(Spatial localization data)
....

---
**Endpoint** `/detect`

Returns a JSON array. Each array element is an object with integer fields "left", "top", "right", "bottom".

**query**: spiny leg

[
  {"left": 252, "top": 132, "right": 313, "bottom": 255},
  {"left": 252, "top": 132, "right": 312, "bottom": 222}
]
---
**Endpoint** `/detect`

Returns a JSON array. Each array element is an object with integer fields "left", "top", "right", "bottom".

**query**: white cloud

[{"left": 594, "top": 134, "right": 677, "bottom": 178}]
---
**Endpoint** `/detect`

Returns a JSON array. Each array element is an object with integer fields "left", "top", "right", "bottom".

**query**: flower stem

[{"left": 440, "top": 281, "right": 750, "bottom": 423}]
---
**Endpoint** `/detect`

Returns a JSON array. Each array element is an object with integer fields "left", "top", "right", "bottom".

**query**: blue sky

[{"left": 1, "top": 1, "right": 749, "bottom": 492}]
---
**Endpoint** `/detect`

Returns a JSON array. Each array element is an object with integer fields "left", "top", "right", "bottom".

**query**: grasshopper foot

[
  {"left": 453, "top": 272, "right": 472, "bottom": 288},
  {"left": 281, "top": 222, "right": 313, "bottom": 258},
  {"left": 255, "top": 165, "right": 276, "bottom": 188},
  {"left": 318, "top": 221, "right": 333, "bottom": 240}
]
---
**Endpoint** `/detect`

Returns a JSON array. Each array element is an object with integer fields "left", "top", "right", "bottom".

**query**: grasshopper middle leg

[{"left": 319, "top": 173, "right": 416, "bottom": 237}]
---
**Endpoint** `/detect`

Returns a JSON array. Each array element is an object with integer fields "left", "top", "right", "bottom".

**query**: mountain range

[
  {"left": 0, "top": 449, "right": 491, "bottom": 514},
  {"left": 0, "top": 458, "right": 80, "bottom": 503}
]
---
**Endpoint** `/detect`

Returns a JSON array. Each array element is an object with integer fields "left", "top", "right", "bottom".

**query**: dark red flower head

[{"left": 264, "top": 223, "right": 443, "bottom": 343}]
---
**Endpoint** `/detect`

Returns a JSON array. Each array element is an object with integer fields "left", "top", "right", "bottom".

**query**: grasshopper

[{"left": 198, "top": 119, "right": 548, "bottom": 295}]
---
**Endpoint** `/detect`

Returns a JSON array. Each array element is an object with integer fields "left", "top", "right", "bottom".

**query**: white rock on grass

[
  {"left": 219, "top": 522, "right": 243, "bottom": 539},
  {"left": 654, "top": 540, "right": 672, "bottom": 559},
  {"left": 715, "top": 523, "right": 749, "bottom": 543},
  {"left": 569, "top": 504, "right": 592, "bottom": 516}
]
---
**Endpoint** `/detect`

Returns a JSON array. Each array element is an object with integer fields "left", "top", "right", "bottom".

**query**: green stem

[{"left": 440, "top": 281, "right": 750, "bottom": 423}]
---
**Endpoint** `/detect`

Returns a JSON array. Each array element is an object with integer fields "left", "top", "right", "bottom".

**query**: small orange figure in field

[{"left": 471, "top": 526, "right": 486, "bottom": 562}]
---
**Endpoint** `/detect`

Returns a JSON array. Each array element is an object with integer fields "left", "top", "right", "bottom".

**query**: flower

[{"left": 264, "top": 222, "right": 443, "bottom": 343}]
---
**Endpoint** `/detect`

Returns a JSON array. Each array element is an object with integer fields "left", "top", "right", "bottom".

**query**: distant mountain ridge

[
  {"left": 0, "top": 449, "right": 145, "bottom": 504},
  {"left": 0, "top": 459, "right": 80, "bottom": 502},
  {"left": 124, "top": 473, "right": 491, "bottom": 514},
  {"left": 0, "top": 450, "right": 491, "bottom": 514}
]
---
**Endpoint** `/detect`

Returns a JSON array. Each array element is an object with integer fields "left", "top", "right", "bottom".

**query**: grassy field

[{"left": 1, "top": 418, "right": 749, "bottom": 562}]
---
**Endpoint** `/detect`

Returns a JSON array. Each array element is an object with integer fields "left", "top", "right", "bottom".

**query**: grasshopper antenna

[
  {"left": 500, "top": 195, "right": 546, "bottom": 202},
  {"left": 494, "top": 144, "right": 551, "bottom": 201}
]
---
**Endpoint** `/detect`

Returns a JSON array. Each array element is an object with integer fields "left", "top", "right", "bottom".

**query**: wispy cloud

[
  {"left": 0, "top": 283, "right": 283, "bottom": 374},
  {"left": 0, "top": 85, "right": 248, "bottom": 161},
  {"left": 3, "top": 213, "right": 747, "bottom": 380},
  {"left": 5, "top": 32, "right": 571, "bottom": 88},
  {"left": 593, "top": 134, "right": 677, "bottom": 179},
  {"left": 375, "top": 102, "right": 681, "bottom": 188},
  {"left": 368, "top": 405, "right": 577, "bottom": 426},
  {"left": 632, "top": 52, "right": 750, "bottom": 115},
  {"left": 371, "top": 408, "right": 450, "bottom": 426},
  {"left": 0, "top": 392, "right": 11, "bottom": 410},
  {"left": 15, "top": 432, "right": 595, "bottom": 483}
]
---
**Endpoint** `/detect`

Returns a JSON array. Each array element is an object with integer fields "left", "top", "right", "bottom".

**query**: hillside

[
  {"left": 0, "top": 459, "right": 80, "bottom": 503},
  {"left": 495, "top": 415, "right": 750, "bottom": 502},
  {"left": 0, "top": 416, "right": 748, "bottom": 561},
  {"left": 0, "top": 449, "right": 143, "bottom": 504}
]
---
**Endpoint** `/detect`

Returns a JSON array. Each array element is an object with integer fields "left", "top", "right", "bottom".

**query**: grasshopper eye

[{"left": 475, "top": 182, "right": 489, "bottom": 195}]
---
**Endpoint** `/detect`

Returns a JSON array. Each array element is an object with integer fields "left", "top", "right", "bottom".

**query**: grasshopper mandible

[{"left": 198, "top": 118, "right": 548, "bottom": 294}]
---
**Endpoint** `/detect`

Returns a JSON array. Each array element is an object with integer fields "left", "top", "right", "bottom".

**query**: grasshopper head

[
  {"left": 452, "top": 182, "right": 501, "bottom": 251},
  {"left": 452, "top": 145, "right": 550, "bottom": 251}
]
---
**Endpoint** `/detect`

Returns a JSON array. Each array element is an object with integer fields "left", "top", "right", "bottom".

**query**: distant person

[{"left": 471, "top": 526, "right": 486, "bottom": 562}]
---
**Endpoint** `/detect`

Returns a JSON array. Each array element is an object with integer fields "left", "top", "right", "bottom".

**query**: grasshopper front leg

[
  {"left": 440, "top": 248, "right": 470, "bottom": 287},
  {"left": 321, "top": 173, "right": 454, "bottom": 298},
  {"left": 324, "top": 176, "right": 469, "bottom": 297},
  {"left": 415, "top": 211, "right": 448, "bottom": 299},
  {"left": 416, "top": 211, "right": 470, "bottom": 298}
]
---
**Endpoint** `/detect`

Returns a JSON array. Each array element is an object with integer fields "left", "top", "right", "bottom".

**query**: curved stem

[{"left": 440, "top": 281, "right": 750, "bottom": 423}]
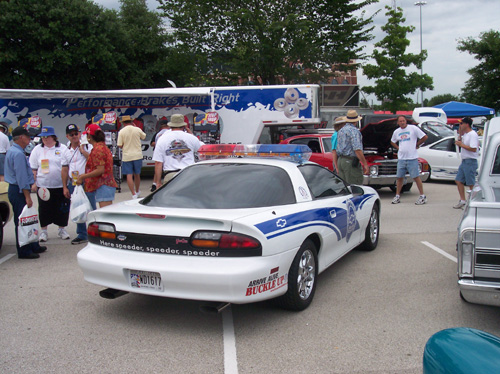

....

Pictures aside, reproduce all of the data exactly.

---
**Endpoint** `/detect`

Returns a JSON array. Each array element is an object with integer fields "left", "top", "right", "bottom".

**query**: spiny leg

[
  {"left": 252, "top": 132, "right": 313, "bottom": 255},
  {"left": 252, "top": 132, "right": 312, "bottom": 222}
]
---
**Endpoint** `/detect`

Returns a JSON array. Each array element is an object with integer fields "left", "top", "right", "bottom".

**query**: white cloud

[{"left": 594, "top": 134, "right": 677, "bottom": 178}]
---
**Endpoint** `/detect`

Returns a JSON array. Each array element is an object with integer fields "left", "top", "right", "bottom".

**query**: flower stem

[{"left": 440, "top": 281, "right": 750, "bottom": 423}]
---
**Endpoint** `/detect`

Returns a JSON array. Each array element is an object with integer fields "left", "top", "right", "bottom".

**query**: blue sky

[{"left": 1, "top": 1, "right": 749, "bottom": 492}]
---
**Endpoint** `/detect`

Returns a JSON array. Each array element is an object with integer fields "left", "top", "right", "bottom".

**query**: grasshopper foot

[
  {"left": 453, "top": 272, "right": 472, "bottom": 288},
  {"left": 281, "top": 222, "right": 313, "bottom": 258},
  {"left": 255, "top": 165, "right": 276, "bottom": 188},
  {"left": 318, "top": 221, "right": 333, "bottom": 240}
]
---
**Endpoint** `/detect`

Returns a JSON array. Each array element is an object with integer fields "left", "top", "right", "bottom".

**query**: grasshopper middle leg

[{"left": 319, "top": 173, "right": 416, "bottom": 237}]
---
**Endpoint** `/detect`

Returns a JSON array. Each array element is an object with integer fields "left", "top", "right", "bottom".

**query**: mountain range

[
  {"left": 0, "top": 449, "right": 491, "bottom": 514},
  {"left": 0, "top": 458, "right": 80, "bottom": 503}
]
---
**Endpoint** `/detect`

Returns a JSON array. Each array element is an object with integer fields "left", "top", "right", "bottom".

**query**: dark red flower head

[{"left": 264, "top": 223, "right": 443, "bottom": 343}]
---
**Endpoint** `/detect`

Returns a JSON array. Each array element is an object with integer fields "left", "top", "right", "bottom".

**query**: grasshopper

[{"left": 198, "top": 119, "right": 548, "bottom": 295}]
---
**Endpoint** `/detect`

Returns a JSON array. Each array element is an object with integer fields "left", "top", "right", "bottom".

**query**: white rock on grass

[
  {"left": 219, "top": 522, "right": 243, "bottom": 539},
  {"left": 654, "top": 540, "right": 672, "bottom": 559},
  {"left": 715, "top": 523, "right": 749, "bottom": 543},
  {"left": 569, "top": 504, "right": 592, "bottom": 516}
]
---
**Endpoint** `/detect`

Returns a JSON array. Each array element is an object with integer fields "left", "top", "right", "bottom".

**query**: green stem

[{"left": 440, "top": 281, "right": 750, "bottom": 423}]
---
**Endpoint** `/detect`

Returns a JSON array. Each array element is an object with integer fields "left", "top", "right", "bottom".

**query**: small orange figure in field

[{"left": 471, "top": 526, "right": 486, "bottom": 562}]
---
**Endpoint** `/detect`

Returns a JSON array. Each array element is an object with integer fields "left", "top", "right", "bottom".

**query**: flower

[{"left": 264, "top": 222, "right": 443, "bottom": 343}]
---
**Endpoint** `/detect`

Returns a JSON array. Each array element is an object with integer fields "left", "top", "right", "bottom".

**query**: distant mountain ridge

[
  {"left": 0, "top": 449, "right": 145, "bottom": 504},
  {"left": 0, "top": 459, "right": 80, "bottom": 502},
  {"left": 124, "top": 473, "right": 491, "bottom": 514},
  {"left": 0, "top": 450, "right": 491, "bottom": 514}
]
---
**Endpoint** `/detect`

Returns a JSON array. Each array element is an object with integer fields "left", "top", "right", "bottom".

**query**: grassy field

[{"left": 1, "top": 418, "right": 749, "bottom": 562}]
---
**Endpoint** `/detect`

Returns a JSON array. Each array element is an object with integer fields "left", "top", "right", "bottom".

**query**: grasshopper antenna

[
  {"left": 500, "top": 195, "right": 546, "bottom": 202},
  {"left": 494, "top": 144, "right": 551, "bottom": 201}
]
---
**Endpoint** `/detect`

Returns a JSON array. Each array element is an object with integer fields "left", "top", "right", "bottom".

**query**: wispy cloud

[
  {"left": 0, "top": 283, "right": 283, "bottom": 374},
  {"left": 0, "top": 85, "right": 248, "bottom": 161},
  {"left": 3, "top": 213, "right": 747, "bottom": 380},
  {"left": 5, "top": 32, "right": 571, "bottom": 88},
  {"left": 593, "top": 134, "right": 677, "bottom": 179},
  {"left": 375, "top": 102, "right": 681, "bottom": 188},
  {"left": 368, "top": 405, "right": 577, "bottom": 426},
  {"left": 632, "top": 52, "right": 750, "bottom": 115},
  {"left": 371, "top": 408, "right": 450, "bottom": 426},
  {"left": 0, "top": 392, "right": 11, "bottom": 410},
  {"left": 15, "top": 432, "right": 595, "bottom": 483}
]
---
**Endpoint** `/detect`

Returns a JSON array. Each array element is an object with integer fields "left", "top", "right", "bottom".

**query**: hillside

[
  {"left": 0, "top": 459, "right": 80, "bottom": 503},
  {"left": 495, "top": 415, "right": 750, "bottom": 502},
  {"left": 0, "top": 416, "right": 748, "bottom": 561},
  {"left": 0, "top": 449, "right": 143, "bottom": 504}
]
---
**Endpoint** `/detect`

Returns a JSON array. Each array element is an object with integer fields "left", "top", "right", "bottom".

**query**: grasshopper eye

[{"left": 475, "top": 182, "right": 489, "bottom": 195}]
---
**Endpoint** `/detect`

Returns a JSON array. Each array element is an object with integer fields "left", "top", "right", "bottom".

**query**: grasshopper mandible

[{"left": 198, "top": 118, "right": 548, "bottom": 294}]
---
**Endpoint** `/detect`

Returns a JSON array. Each array element is an object with integer fields "left", "top", "right", "bottom".

**query**: grasshopper head

[
  {"left": 452, "top": 182, "right": 501, "bottom": 251},
  {"left": 452, "top": 145, "right": 550, "bottom": 251}
]
---
**Endpoint** `/detect`

Returns a JSON array. Each array element is an object with integer fields "left", "top", "right", "bottom".

**query**: distant person

[{"left": 471, "top": 526, "right": 486, "bottom": 562}]
---
**Endpoint** `/detect`

Returns a JSON array. Each array element is an object with integer fields "left", "top", "right", "bottom".

**query**: grasshopper front leg

[
  {"left": 440, "top": 248, "right": 470, "bottom": 287},
  {"left": 321, "top": 173, "right": 454, "bottom": 298},
  {"left": 324, "top": 176, "right": 469, "bottom": 297},
  {"left": 415, "top": 211, "right": 448, "bottom": 299},
  {"left": 416, "top": 211, "right": 470, "bottom": 298}
]
---
**Endpoint** `/detect`

Returns a JSON array. Each array element is an object with integer fields "left", "top", "right", "bottom".

**query**: curved stem

[{"left": 440, "top": 281, "right": 750, "bottom": 423}]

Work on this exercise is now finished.